(Annotation records)
# # # # # # #

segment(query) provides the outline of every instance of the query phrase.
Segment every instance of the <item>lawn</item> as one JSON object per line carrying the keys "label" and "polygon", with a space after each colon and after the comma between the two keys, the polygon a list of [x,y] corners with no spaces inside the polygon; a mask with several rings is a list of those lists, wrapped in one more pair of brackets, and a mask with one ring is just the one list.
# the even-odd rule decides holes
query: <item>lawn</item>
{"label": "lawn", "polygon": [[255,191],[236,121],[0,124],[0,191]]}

# # # # # # #

* Exercise aim: Transcribe each entry exactly.

* Task response:
segment(query) provides the outline of every instance of the query phrase.
Segment every instance of the <item>lawn</item> as one JSON object per line carrying the keys "label" and "polygon", with a space after each colon and after the comma between the two keys, the polygon a list of [x,y] corners with no spaces inside the polygon; a mask with several rings is a list of those lists, wrapped in one more pair of brackets, and a mask with one ring is just the one list.
# the even-odd rule decides holes
query: <item>lawn</item>
{"label": "lawn", "polygon": [[255,191],[236,121],[0,124],[0,191]]}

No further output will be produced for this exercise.